Answer from the traumatic neuroma text:
(a) What are the most common oral locations of a traumatic neuroma?
(b) What injury is an essential step in the formation of a traumatic neuroma?
(c) What may axons do if the perineurium is compromised?

» Text excerpt
****************************************

Benign nerve-tissue tumor resulting from trauma to a nerve

A traumatic neuroma is a type of neuroma which results from trauma to a nerve, usually during a surgical procedure. The most common oral locations are on the tongue and near the mental foramen of the mouth. They are relatively rare on the head and neck.

== Pathophysiology ==
An essential step in the formation of a traumatic neuroma is injury to the perineurium. The perineurium directs the growth of axons by acting as a surface that the axons cannot go through. If the perineurium is compromised, the axons may escape into the extraperineural space and arborize in an unregulated fashion.

****************************************

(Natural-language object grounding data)

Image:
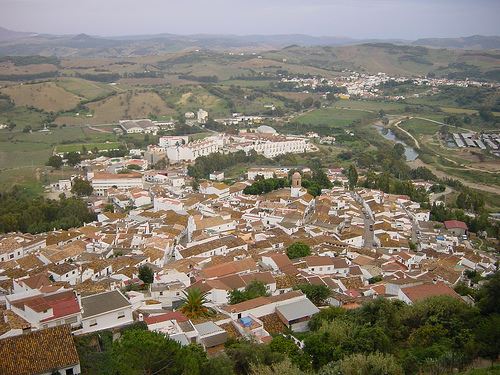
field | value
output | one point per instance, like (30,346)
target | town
(162,238)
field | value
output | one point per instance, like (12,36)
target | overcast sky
(407,19)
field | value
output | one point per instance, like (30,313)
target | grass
(493,370)
(131,105)
(23,116)
(370,105)
(18,149)
(330,116)
(82,88)
(46,96)
(89,146)
(420,127)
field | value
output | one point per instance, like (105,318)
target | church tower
(296,185)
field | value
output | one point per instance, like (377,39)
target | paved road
(368,235)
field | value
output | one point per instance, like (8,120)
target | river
(388,134)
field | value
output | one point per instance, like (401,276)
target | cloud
(355,18)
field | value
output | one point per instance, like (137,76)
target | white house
(105,310)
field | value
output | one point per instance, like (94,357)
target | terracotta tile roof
(260,301)
(175,315)
(38,352)
(236,266)
(455,224)
(10,320)
(421,292)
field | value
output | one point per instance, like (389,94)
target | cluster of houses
(368,86)
(218,240)
(474,140)
(265,141)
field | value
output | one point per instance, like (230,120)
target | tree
(253,290)
(489,295)
(193,303)
(219,365)
(73,158)
(488,336)
(280,368)
(55,161)
(81,187)
(316,293)
(308,102)
(352,175)
(195,185)
(146,274)
(361,364)
(298,250)
(144,352)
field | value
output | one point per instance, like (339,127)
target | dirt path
(489,188)
(396,125)
(99,130)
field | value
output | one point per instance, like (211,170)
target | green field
(86,89)
(420,127)
(19,149)
(330,116)
(77,147)
(370,105)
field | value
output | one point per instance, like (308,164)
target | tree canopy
(81,187)
(253,290)
(298,250)
(25,211)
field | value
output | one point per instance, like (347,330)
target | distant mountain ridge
(469,42)
(6,34)
(84,45)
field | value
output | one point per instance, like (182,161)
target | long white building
(270,145)
(101,182)
(193,150)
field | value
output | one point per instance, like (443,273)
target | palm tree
(193,304)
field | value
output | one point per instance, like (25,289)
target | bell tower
(296,185)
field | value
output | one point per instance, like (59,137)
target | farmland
(47,96)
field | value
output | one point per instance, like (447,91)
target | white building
(271,145)
(101,182)
(105,310)
(139,126)
(173,140)
(193,150)
(202,116)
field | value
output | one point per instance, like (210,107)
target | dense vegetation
(382,337)
(205,165)
(298,250)
(253,290)
(23,211)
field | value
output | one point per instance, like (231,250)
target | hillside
(470,42)
(83,45)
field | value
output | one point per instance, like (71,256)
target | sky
(399,19)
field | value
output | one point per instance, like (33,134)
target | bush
(298,250)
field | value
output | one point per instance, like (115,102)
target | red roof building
(455,224)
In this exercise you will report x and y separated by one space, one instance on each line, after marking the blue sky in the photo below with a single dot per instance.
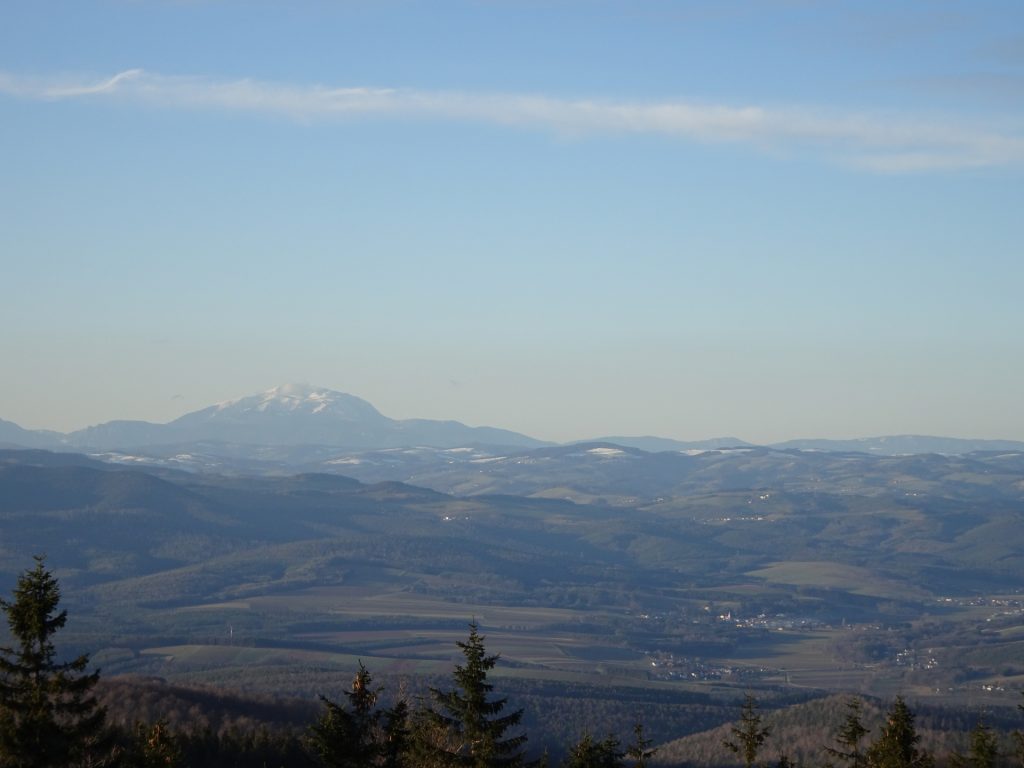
767 219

****************************************

» Exercise answer
(a) The tongue and near the mental foramen of the mouth.
(b) Injury to the perineurium.
(c) They may escape into the extraperineural space and arborize in an unregulated fashion.